THINGS TO DO:
1) In the neurofeedback article, why did the HSE University scientists develop a new mathematical method of filtering the EEG signal? Answer in one to three sentences.
2) Carry on the neurofeedback article from the point where it stops.
═════ SELECTED EXCERPT
How efficient could be neurofeedback training

HSE University scientists have for the first time in the world investigated the impact of delayed reinforcement signals in neurofeedback (NFB) training. They have experimentally proven that reducing the delay in feedback (decreasing feedback latency) can significantly increase the efficacy of training. This opens up new potential for the use of NFB for cognitive enhancement, self-regulation, and the treatment of a broad range of neurological disorders from anxeity and depression to epilepsy. The study was published in the Journal of Neural Engineering.

Neurofeedback (NFB) is a neuromodulation technology that allows a person to adjust the parameters of his or her own brain activity. Typically NFB uses electroencephalography (EEG) data reflecting changes in the potential of the electric field on the surface of the human head. EEG parameters are presented to the subject as, for example, a visual stimulus (column height on the screen, screen brightness) together with the task to change these parameters in the desired direction. By focusing on the NFB signal, the subject tries to remember the relationship between the parameter and their mental state. This allows a person to ‘feel’ the activity of their brain and learn how to control it. Often times such learning occurs subconsciously, i.e. without the use of any specific strategy.

Previous results from HSE University researchers have shown that in the majority of modern NFB systems the reinforcement signal lags behind the changes in neuronal activity, leading to ineffective learning and a wide dispersion of NFB therapy outcomes. In order to provide access to the realm of small delays, the scientists developed a new mathematical method of filtering the EEG signal, allowing rapid estimation of the parameters of the rhythmic activity of the brain.

‘This method gave us access to a previously unknown area of brain interaction with minimal latency in responses from the external system. It allows the brain to perceive an artificially created feedback loop as part of its own neural network. This is a qualitative leap that opens a new era in neurofeedback paradigm research,’ says Alexey Ossadtchi, Director of the Centre for Bioelectric Interfaces at HSE University.
══════════
═════ RECORDS
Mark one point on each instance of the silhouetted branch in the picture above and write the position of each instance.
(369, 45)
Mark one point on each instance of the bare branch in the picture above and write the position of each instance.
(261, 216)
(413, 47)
══════════
ANSWERS TO THE TASKS:
1) Their earlier work had shown that in most modern NFB systems the reinforcement signal lags behind changes in neuronal activity, which leads to ineffective learning and widely varying therapy outcomes. They developed the method to reach the realm of small delays, because it allows rapid estimation of the parameters of the brain's rhythmic activity.

2)
This development allowed the scientists to conduct a ground-breaking study on the impact of feedback latency on the efficacy of neurofeedback training. Forty subjects were trained to increase the power of their own parietal alpha rhythm based on a feedback signal displayed on a computer screen.

Participants in the experiment were divided into four groups. Those in the first group received a feedback signal with the shortest achievable delay at the time of the test, 240 ms. HSE University scientists have now managed to achieve a feedback loop reinforcing instantaneous narrow-band rhythm power with a total delay of less than 110 ms. Feedback signals for the subjects in the second and third groups were artificially delayed by 250 and 500 ms respectively, and for the subjects in the fourth group the feedback was not at all associated with their brain activity.

It turned out that the subjects from the group with the minimum delay achieved a certain level of alpha rhythm power after fewer training sessions compared with subjects from the other groups. Moreover, the analysis of alpha rhythm power after training showed that only the subjects from the group with the minimum delay displayed a sustained increase in rhythm power. This result is particularly important, as achieving sustainable changes is the main goal of the NFB therapy.